** Start of DOCUMENT EXTRACT **
Engelbartism is named after engineer Douglas Engelbart, who had a mission of augmenting human intellect and gave inspiration [2] to the creation of the computer mouse, video-conferencing, hypertext, and shared screen among others.

Engelbartism: Augmenting The Human Intellect

“Manipulating words seemed like the obvious place to start because it was a way to manipulate your ideas. That’s the very essence of your knowledge and thinking: the concepts in your mind that you’re converting to words and symbols. And since the computer should be able to manipulate symbols for you, it was ‘Well, of course.’ It could just help you in so many ways.”

Doug Engelbart from The Dream Machine

Engelbart believed that computers could give rise to a new era in human evolution.

We wouldn't be able to think without words. A thought process is a chain of words. A chain of words is a thought. A thought is the basis of communication.

But really all this is, it's the progress of manipulation of ideas and thought. Doug Engelbart thought deeply about the stages of such manipulation, and I will explore the four stages, he explained.

First, we owe it to early humans when they developed the ability for concept manipulation. If I say, "the hungry elephant stepped on the keeper's foot." You will immediately think of an angry elephant looking for food and you will visualize a solution to avoid getting your foot stepped on.

Symbol manipulation was next. Our ancestors evolved to represent concepts in terms of words and numbers. This allowed the shepherd to keep track of his twenty sheep by counting instead of remembering what each sheep looked like.

What followed was manual external symbol manipulation which, with the help of a stick or pencil, allowed us to extend our memory and improve our ability to visualize concepts and quantities.

The fourth stage is automated external symbol manipulation. With the help of computers, symbols and concepts, manipulated by the human mind, can be represented, arranged, recalled, switched, stored, and operated in front of our eyes, which allows us to communicate and think faster and better than ever before.
** End of DOCUMENT EXTRACT **
** Start of EXTRACTED INFORMATION **
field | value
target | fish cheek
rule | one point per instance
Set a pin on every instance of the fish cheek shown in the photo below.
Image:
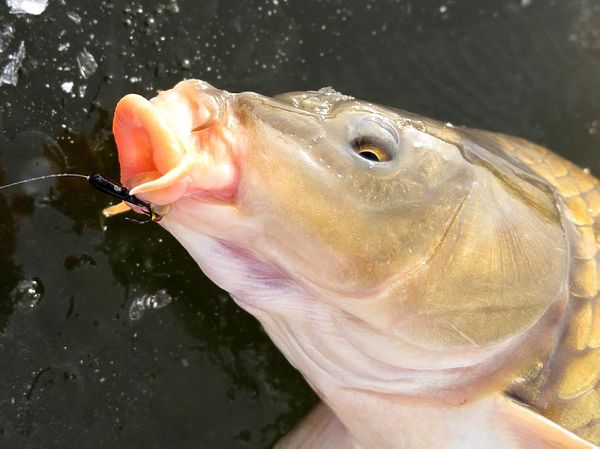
(344, 227)
(501, 266)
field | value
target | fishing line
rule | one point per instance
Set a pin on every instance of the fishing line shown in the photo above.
(40, 178)
(104, 185)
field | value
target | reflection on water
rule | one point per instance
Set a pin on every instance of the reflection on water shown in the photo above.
(77, 369)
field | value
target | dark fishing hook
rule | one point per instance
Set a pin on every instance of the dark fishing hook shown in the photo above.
(116, 190)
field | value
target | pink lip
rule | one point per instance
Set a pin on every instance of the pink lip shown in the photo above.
(177, 144)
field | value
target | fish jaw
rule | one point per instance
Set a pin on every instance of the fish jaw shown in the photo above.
(178, 144)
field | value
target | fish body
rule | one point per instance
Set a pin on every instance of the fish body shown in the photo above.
(435, 285)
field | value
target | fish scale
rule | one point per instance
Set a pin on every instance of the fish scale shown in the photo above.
(566, 387)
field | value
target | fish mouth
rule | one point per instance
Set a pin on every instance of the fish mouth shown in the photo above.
(178, 144)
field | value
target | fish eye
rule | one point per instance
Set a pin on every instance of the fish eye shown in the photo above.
(374, 140)
(370, 151)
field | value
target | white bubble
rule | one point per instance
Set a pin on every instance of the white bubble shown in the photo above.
(6, 36)
(148, 302)
(74, 17)
(10, 73)
(35, 7)
(86, 63)
(67, 86)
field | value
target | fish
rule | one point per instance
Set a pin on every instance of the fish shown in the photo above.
(436, 285)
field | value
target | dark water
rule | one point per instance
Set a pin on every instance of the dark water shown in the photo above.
(76, 370)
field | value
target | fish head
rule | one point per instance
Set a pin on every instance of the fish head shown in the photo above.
(375, 239)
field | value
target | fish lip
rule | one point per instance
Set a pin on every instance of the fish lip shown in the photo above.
(160, 154)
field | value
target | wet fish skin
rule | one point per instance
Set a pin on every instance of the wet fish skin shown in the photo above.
(443, 298)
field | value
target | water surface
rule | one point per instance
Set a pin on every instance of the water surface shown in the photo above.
(109, 334)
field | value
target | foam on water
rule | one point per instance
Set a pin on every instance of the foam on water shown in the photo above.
(35, 7)
(148, 302)
(86, 63)
(10, 73)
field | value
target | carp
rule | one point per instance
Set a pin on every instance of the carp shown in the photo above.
(437, 286)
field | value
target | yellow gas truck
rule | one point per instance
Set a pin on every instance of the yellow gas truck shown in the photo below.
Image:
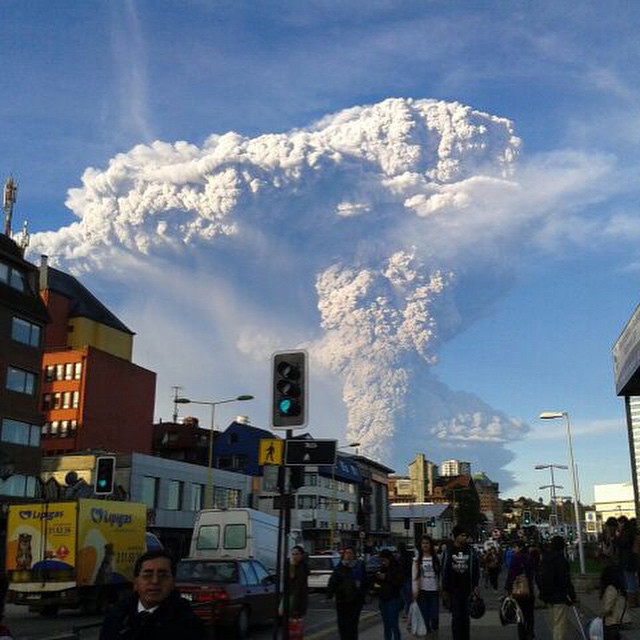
(72, 554)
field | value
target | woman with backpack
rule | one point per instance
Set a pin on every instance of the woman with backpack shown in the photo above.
(520, 585)
(348, 584)
(426, 583)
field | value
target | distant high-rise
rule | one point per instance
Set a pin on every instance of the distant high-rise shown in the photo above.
(455, 468)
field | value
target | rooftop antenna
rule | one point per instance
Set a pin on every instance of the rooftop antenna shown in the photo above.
(8, 200)
(176, 395)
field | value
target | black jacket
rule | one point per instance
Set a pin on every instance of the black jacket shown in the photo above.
(555, 579)
(174, 618)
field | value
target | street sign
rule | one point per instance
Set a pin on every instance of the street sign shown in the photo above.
(310, 452)
(271, 451)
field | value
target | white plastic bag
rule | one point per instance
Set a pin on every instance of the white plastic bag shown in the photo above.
(596, 629)
(417, 627)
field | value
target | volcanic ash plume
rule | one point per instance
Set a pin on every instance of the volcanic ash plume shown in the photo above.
(376, 209)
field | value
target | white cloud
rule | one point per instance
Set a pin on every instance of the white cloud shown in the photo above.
(349, 236)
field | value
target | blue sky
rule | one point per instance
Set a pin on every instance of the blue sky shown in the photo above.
(84, 82)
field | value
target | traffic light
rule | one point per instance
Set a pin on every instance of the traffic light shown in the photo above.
(289, 407)
(105, 475)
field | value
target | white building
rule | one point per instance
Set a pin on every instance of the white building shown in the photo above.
(614, 500)
(455, 468)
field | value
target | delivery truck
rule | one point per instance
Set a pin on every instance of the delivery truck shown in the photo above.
(236, 533)
(72, 554)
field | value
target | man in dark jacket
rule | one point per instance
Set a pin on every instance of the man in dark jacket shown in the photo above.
(155, 611)
(556, 588)
(460, 578)
(348, 583)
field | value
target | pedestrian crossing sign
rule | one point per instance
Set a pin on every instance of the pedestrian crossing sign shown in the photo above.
(271, 451)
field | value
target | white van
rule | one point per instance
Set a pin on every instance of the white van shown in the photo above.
(236, 533)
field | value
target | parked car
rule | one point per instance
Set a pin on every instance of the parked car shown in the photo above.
(228, 593)
(320, 570)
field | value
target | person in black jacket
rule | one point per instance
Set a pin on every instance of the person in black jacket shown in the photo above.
(155, 611)
(390, 580)
(556, 588)
(298, 583)
(460, 578)
(348, 583)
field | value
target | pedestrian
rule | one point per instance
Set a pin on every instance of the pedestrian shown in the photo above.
(426, 583)
(492, 561)
(613, 602)
(348, 584)
(627, 559)
(521, 571)
(556, 588)
(298, 583)
(405, 560)
(460, 577)
(155, 610)
(390, 580)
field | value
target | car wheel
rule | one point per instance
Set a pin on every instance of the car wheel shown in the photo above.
(242, 624)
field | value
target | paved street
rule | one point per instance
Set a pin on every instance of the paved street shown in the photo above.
(320, 623)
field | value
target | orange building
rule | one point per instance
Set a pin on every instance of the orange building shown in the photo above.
(93, 396)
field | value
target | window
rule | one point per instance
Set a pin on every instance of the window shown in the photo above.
(149, 491)
(20, 433)
(21, 381)
(307, 502)
(208, 537)
(235, 536)
(19, 486)
(25, 332)
(197, 492)
(174, 495)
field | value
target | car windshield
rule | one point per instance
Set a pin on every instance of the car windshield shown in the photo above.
(206, 571)
(325, 563)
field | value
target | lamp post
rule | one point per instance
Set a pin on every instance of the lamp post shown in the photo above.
(213, 404)
(334, 498)
(555, 415)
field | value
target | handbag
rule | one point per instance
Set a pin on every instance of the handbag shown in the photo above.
(520, 587)
(417, 627)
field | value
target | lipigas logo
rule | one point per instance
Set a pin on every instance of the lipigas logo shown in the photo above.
(29, 514)
(115, 519)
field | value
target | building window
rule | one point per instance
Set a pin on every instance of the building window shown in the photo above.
(307, 502)
(18, 486)
(197, 494)
(21, 381)
(150, 491)
(25, 332)
(174, 495)
(20, 433)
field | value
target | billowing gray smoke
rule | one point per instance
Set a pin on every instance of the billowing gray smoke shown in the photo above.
(371, 217)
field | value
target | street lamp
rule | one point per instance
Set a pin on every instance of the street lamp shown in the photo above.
(555, 415)
(334, 497)
(552, 486)
(213, 404)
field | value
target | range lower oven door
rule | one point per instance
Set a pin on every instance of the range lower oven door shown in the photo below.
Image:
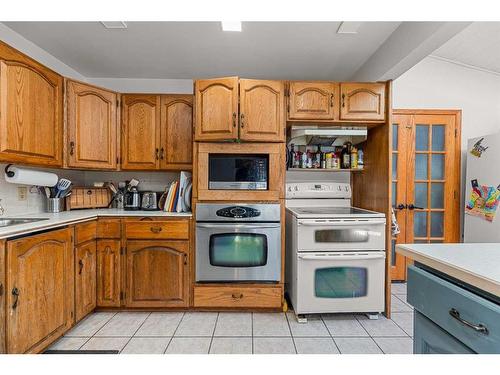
(339, 282)
(227, 252)
(340, 234)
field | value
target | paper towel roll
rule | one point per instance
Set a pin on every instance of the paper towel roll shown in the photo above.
(31, 177)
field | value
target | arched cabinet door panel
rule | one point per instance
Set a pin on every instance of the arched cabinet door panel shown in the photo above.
(262, 110)
(216, 116)
(362, 101)
(157, 274)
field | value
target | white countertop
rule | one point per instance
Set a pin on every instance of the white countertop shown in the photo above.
(477, 264)
(71, 217)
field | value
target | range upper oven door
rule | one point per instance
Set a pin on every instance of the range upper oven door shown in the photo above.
(340, 282)
(340, 234)
(228, 252)
(238, 171)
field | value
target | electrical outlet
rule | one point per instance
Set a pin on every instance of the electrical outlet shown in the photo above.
(22, 193)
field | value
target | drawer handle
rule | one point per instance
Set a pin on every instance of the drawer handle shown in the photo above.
(476, 327)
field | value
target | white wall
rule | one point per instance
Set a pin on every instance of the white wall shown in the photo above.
(439, 84)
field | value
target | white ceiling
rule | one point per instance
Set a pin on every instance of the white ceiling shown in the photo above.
(169, 50)
(478, 45)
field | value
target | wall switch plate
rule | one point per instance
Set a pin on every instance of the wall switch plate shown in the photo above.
(22, 193)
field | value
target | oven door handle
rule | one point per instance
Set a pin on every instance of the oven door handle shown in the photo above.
(340, 223)
(340, 257)
(238, 226)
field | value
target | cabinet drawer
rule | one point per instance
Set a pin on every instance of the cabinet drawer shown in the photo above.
(85, 232)
(437, 298)
(237, 297)
(108, 228)
(155, 229)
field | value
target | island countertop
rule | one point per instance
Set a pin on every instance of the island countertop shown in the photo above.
(477, 264)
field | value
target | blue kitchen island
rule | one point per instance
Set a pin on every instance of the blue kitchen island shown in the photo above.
(455, 290)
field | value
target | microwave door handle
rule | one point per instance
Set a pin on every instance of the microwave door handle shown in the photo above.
(238, 226)
(339, 257)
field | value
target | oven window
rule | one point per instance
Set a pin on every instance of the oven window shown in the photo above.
(340, 282)
(341, 235)
(238, 250)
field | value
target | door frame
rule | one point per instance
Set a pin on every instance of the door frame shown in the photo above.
(457, 113)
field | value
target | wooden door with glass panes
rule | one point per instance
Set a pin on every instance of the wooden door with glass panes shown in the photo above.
(425, 179)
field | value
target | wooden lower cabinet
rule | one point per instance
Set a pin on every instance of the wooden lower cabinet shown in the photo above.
(157, 274)
(40, 290)
(108, 273)
(233, 297)
(85, 279)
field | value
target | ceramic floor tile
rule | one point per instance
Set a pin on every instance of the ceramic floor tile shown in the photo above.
(381, 327)
(69, 343)
(315, 345)
(395, 345)
(398, 304)
(146, 345)
(105, 343)
(313, 328)
(160, 324)
(405, 321)
(197, 324)
(189, 345)
(357, 345)
(270, 324)
(90, 325)
(231, 345)
(123, 324)
(344, 325)
(273, 345)
(398, 288)
(234, 324)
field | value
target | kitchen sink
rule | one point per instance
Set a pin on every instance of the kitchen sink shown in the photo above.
(8, 221)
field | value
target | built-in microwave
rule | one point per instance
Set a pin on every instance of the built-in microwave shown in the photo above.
(238, 171)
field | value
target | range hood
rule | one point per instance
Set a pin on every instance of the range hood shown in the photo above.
(326, 136)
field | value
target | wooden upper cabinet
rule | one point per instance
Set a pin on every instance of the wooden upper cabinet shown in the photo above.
(91, 127)
(31, 111)
(216, 116)
(362, 101)
(176, 146)
(262, 110)
(140, 131)
(157, 274)
(40, 290)
(313, 101)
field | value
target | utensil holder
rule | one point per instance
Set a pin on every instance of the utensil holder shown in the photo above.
(55, 205)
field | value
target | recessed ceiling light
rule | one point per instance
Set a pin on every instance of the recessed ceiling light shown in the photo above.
(231, 25)
(114, 24)
(349, 27)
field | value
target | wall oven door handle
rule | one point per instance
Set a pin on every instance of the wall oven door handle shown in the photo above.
(340, 223)
(342, 257)
(238, 226)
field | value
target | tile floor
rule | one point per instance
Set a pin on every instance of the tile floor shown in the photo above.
(245, 333)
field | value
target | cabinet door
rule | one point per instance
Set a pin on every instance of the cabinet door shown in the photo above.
(141, 132)
(31, 111)
(362, 101)
(39, 284)
(313, 101)
(85, 279)
(176, 149)
(108, 273)
(216, 115)
(157, 274)
(262, 105)
(91, 127)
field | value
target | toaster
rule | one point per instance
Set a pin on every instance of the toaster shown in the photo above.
(149, 201)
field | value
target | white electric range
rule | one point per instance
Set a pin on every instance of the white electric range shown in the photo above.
(335, 252)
** End of EXTRACTED INFORMATION **
*STATED EXERCISE 1*:
In the Engelbartism text, what did counting allow the shepherd to do?
*STATED EXERCISE 2*:
Resume the Engelbartism text, starting after its final sentence.
These records were taken from a separate source and are unrelated to the Engelbartism text.

*ANSWER 1*:
Counting let the shepherd keep track of his twenty sheep without remembering what each one looked like.

*ANSWER 2*:
For the most part, we’ve reached the fourth stage. Advances in Artificial Intelligence are giving rise to a fifth stage. A stage that will advance human evolution like never before and conceivably bridge a symbiosis between humans and computers.

Hortensia is not alone

Why was Hortensia unable to differentiate between Uber and Amazon? She didn’t know how to read or write, so she had to rely on her memory about what she’d heard the companies do.

Hortensia has not learned symbol manipulation to represent concepts in terms of words and numbers. Just as the shepherd who had to memorize what each sheep looked like, Hortensia needs to memorize what everything looks like, a process that gets confusing in a modern world as big and diverse as ours.

Because of that, Hortensia just has a tougher life. It’s almost as if she’s not as evolved as modern humans. But that’s not just her. It’s all of us too.

We are missing out on our reality quite literally. There are things we don’t understand nor see because we don’t have the language to describe or the tools to make sense of it.

We need new language enhanced by the creation of new tools. I’ve already thought deeply about the language question. Now, let’s think about tools.

Tools

“First we build the tools, then they build us.” - Marshall McLuhan

Arthur Schopenhauer said, “the task is not so much to see what nobody has yet seen, as to think what nobody has yet thought about that which everybody sees.”

The creation of new tools will make what Schopenhauer said trivial. Just as the shepherd who could not grow his sheep business because he could not have more sheep than what his memory allowed him to remember. Using a pencil and numbers, he could have as many sheep as he wanted.

Mathematics would be a first good step in this direction. How would you visualize √-2? With our current understanding of math concepts and symbol manipulation, this is unimaginable.

Can you visualize 2 Apples? How about √4 apples? Ok, simple.

But how about √-2 Apples? We should still be able to at least know how to think about this question yet we can’t.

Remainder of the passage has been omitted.